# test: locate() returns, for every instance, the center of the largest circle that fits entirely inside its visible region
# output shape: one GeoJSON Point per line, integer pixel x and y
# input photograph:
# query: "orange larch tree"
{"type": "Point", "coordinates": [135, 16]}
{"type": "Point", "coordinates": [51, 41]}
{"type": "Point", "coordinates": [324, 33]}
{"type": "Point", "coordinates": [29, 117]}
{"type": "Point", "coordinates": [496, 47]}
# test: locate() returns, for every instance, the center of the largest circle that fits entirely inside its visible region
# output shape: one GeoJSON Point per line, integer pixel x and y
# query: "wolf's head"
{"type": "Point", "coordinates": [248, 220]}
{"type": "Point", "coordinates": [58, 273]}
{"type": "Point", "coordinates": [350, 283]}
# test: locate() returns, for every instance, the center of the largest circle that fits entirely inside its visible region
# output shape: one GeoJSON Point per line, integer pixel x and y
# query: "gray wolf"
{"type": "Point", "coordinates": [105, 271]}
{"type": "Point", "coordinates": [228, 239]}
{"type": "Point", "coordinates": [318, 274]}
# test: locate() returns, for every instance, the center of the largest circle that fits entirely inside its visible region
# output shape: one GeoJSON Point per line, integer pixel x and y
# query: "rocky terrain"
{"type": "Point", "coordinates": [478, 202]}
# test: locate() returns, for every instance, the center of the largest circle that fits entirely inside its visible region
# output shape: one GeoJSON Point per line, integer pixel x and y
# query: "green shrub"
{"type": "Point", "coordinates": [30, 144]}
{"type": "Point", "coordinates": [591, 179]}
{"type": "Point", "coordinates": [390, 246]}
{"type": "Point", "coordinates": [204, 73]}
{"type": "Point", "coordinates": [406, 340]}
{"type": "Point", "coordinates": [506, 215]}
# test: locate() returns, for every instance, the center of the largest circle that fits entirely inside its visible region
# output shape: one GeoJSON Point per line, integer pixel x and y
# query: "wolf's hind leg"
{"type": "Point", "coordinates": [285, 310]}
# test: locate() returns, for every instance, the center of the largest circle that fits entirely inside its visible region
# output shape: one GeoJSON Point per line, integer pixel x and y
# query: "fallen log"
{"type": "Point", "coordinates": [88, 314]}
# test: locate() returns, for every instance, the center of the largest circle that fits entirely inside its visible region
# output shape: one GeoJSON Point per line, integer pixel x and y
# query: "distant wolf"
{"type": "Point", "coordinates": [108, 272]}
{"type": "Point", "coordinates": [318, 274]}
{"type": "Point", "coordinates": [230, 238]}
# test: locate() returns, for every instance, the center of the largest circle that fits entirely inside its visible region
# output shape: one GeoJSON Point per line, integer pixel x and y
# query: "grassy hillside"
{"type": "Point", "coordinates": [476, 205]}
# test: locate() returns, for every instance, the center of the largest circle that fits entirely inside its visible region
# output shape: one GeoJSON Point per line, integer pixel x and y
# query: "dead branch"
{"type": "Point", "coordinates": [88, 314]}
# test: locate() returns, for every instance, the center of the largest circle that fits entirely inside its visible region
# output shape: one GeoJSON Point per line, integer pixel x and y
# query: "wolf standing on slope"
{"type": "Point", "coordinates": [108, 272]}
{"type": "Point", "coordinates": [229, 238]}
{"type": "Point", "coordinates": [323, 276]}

EXERCISE REQUIREMENTS
Word for word, transcribe all of the entries shown above.

COMPLETED TASK
# test: locate() returns, for every instance, the center of the largest circle that fits entirely inside its visible region
# output shape: one GeoJSON Point per line, integer pixel x and y
# input photograph:
# query: "orange larch tree"
{"type": "Point", "coordinates": [135, 16]}
{"type": "Point", "coordinates": [51, 41]}
{"type": "Point", "coordinates": [324, 33]}
{"type": "Point", "coordinates": [29, 117]}
{"type": "Point", "coordinates": [496, 47]}
# test: locate() returns, for every instance, the center of the largest circle that fits entirely inside its visible region
# output shape: one GeoJSON Point per line, integer pixel x and y
# query: "wolf's head"
{"type": "Point", "coordinates": [248, 220]}
{"type": "Point", "coordinates": [58, 273]}
{"type": "Point", "coordinates": [350, 283]}
# test: locate() returns, for every instance, the center of the largest circle that fits entirely inside its visible region
# output shape: one GeoJSON Point per line, integer pixel x and y
# query: "gray wolf"
{"type": "Point", "coordinates": [105, 271]}
{"type": "Point", "coordinates": [228, 239]}
{"type": "Point", "coordinates": [318, 274]}
# test: locate() returns, for every instance, the center of the largest circle that fits entirely inside its visible region
# output shape: one GeoJSON Point per line, integer pixel x and y
# query: "rocky terrain"
{"type": "Point", "coordinates": [478, 202]}
# test: locate() returns, for every instance, the center of the largest circle that fits entirely inside its visible region
# output shape: one GeoJSON Point per line, integer pixel x and y
# query: "green shrub"
{"type": "Point", "coordinates": [30, 144]}
{"type": "Point", "coordinates": [591, 179]}
{"type": "Point", "coordinates": [390, 246]}
{"type": "Point", "coordinates": [204, 73]}
{"type": "Point", "coordinates": [406, 340]}
{"type": "Point", "coordinates": [506, 215]}
# test: locate() returns, for every instance, the center of the largest circle that fits entirely inside its visible region
# output shape: one GeoJSON Point per line, integer pixel x and y
# query: "wolf's hind leg"
{"type": "Point", "coordinates": [285, 310]}
# test: locate() returns, for every instance, the center of the largest circle that fits entirely inside its visible region
# output shape: one GeoJSON Point per line, integer pixel x and y
# query: "fallen log"
{"type": "Point", "coordinates": [88, 314]}
# test: locate() returns, for every instance, the center of the largest circle that fits entirely inside its visible region
# output shape: one GeoJSON Point per line, integer pixel x and y
# query: "distant wolf"
{"type": "Point", "coordinates": [108, 272]}
{"type": "Point", "coordinates": [318, 274]}
{"type": "Point", "coordinates": [230, 238]}
# test: locate() returns, for every instance, the center of the largest circle that fits entirely inside its visible region
# output shape: one GeoJSON Point per line, integer pixel x and y
# query: "grassy hillside"
{"type": "Point", "coordinates": [476, 205]}
# test: locate() returns, for every instance, the center of the largest circle that fits entirely inside its visible region
# output shape: one GeoJSON Point per line, integer pixel x and y
# query: "dead branch"
{"type": "Point", "coordinates": [88, 314]}
# test: locate() returns, for every instance, the center of the largest circle that fits entirely inside its visible region
# output shape: one GeoJSON Point per line, integer pixel x and y
# query: "wolf standing on slope"
{"type": "Point", "coordinates": [108, 272]}
{"type": "Point", "coordinates": [229, 238]}
{"type": "Point", "coordinates": [323, 276]}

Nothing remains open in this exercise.